→ **Aim**
Copy out, unchanged, the entries below from the "Target: navy sleeve" line to the final line. Omit pictures.

Stored records:
>>>
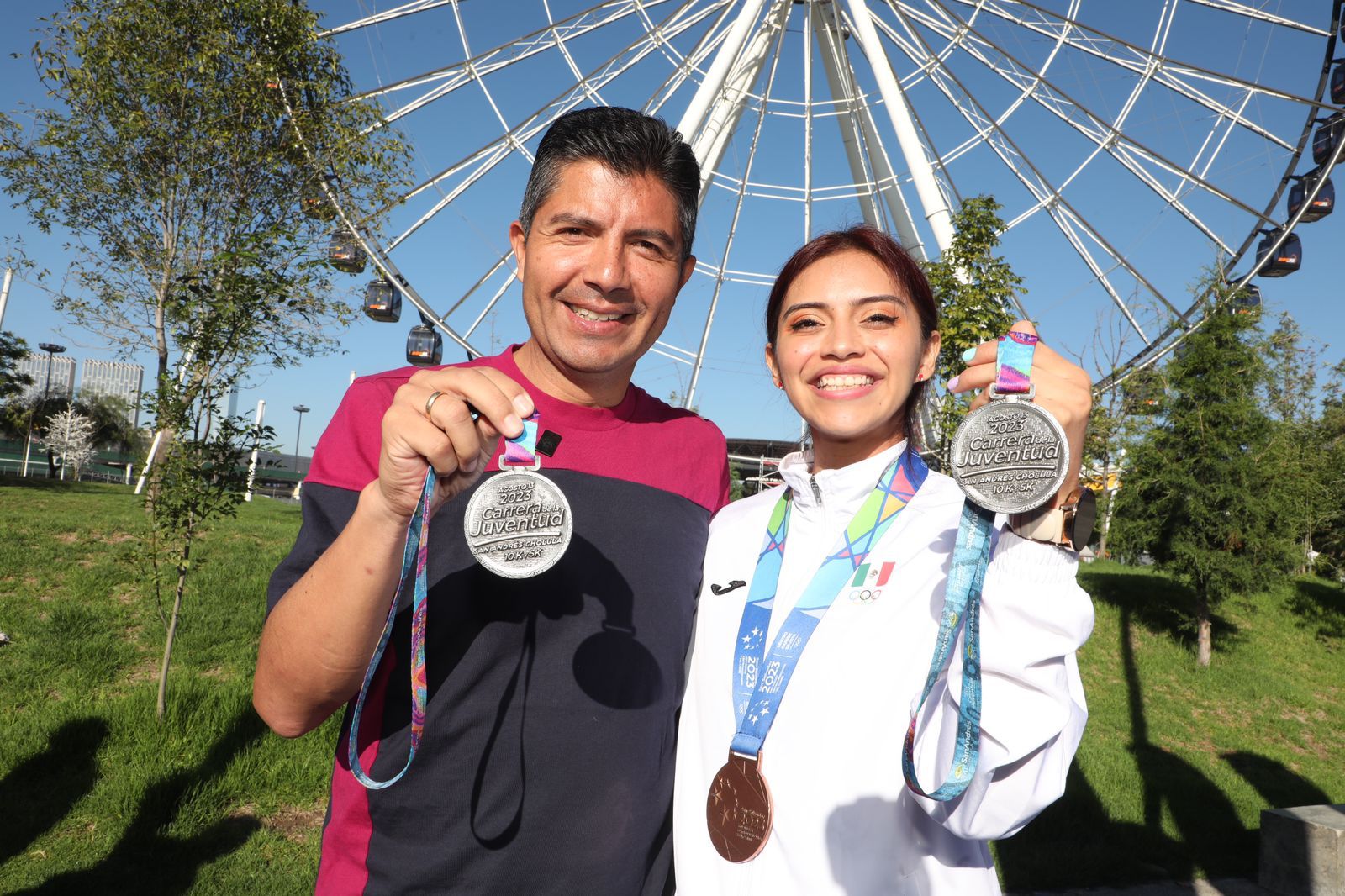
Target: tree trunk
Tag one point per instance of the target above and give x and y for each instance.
(161, 705)
(1204, 631)
(1106, 519)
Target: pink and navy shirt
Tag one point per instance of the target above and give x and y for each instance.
(546, 763)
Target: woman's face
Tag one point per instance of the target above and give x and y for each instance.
(847, 351)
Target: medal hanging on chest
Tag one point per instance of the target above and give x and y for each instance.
(518, 522)
(1010, 455)
(739, 810)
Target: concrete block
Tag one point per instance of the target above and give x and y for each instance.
(1302, 851)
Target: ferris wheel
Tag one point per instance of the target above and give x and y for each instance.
(1130, 145)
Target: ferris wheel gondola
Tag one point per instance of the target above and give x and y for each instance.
(1116, 140)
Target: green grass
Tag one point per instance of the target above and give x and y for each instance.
(100, 798)
(98, 795)
(1179, 762)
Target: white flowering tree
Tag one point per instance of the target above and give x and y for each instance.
(69, 435)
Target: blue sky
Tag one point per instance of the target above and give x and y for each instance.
(463, 241)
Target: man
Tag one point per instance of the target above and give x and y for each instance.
(546, 759)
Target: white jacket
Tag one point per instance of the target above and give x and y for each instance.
(845, 822)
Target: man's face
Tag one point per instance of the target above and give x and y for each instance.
(600, 271)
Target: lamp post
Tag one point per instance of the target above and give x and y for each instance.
(53, 350)
(302, 409)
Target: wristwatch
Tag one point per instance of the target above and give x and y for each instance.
(1069, 525)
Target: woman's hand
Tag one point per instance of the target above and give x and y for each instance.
(446, 436)
(1063, 389)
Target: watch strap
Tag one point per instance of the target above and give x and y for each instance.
(1042, 526)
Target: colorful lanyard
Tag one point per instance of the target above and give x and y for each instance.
(962, 603)
(760, 681)
(1013, 362)
(522, 448)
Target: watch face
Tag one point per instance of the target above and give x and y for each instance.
(1086, 514)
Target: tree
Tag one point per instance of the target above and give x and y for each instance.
(1309, 494)
(202, 479)
(974, 289)
(1199, 486)
(111, 416)
(13, 350)
(69, 436)
(178, 150)
(1329, 537)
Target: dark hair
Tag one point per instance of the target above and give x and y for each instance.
(888, 253)
(625, 141)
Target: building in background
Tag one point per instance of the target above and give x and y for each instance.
(116, 378)
(62, 376)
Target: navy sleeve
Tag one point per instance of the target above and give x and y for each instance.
(327, 509)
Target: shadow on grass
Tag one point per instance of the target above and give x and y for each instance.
(40, 790)
(1075, 842)
(147, 860)
(1321, 604)
(1158, 603)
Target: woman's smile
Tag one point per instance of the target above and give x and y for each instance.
(847, 351)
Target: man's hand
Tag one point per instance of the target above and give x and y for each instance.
(1063, 387)
(447, 437)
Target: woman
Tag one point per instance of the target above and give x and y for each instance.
(853, 340)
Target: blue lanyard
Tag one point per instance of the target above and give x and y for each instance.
(961, 604)
(760, 681)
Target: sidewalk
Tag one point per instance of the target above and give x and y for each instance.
(1228, 887)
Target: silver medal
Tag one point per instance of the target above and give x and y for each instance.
(518, 524)
(1010, 455)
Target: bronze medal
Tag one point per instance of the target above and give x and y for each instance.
(739, 809)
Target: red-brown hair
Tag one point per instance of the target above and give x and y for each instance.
(894, 259)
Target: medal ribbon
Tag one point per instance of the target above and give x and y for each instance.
(961, 603)
(1013, 362)
(522, 450)
(416, 551)
(760, 681)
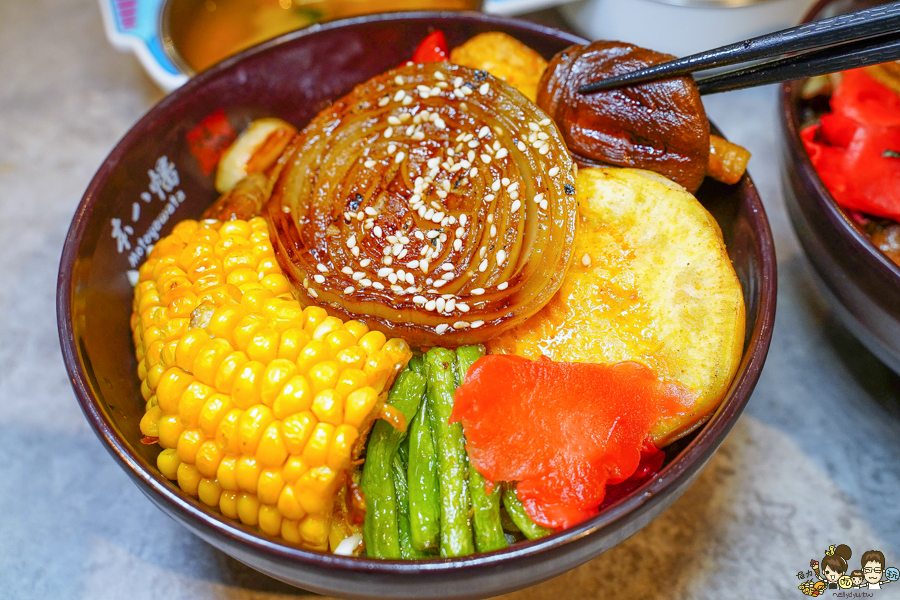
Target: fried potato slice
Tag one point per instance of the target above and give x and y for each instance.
(652, 283)
(505, 57)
<<<
→ **Final result**
Target: navy sleeve
Tag one point per instance of the target above and give x and y for each instance.
(327, 509)
Target: shadow on grass
Tag one point per instance of the target above and give x and y for each instance.
(40, 790)
(1075, 842)
(147, 860)
(1321, 604)
(1158, 603)
Target: woman's smile
Tag one point per instance of the target above and give x and y for each instance.
(847, 351)
Target: man's hand
Tag one point per instance of the target above and give x and y for each instance.
(1063, 387)
(447, 437)
Target: woman
Tag one point per instance of the target above and give x and y for each instance.
(853, 340)
Target: blue lanyard
Tag one point per instance of the target above and give x and y for each instance.
(961, 604)
(760, 681)
Target: sidewalk
Tag one point per instance of the target above and give x and y for each instance.
(1228, 887)
Target: silver medal
Tag one point per instance of the target above and give x and y for each instance.
(518, 524)
(1010, 455)
Target: bronze medal
Tag one point per instance of the target above and give x and y for each instance.
(739, 809)
Target: red-brown hair
Tag one point per instance of the target above and give x and y for each instance.
(894, 259)
Target: medal ribbon
Tag one point per instance of the target above and give x and y for each instance.
(961, 603)
(1013, 362)
(522, 450)
(416, 551)
(760, 681)
Target: fried potato slice
Tag one point per instance of the target above and give x and y for each instance.
(652, 283)
(505, 57)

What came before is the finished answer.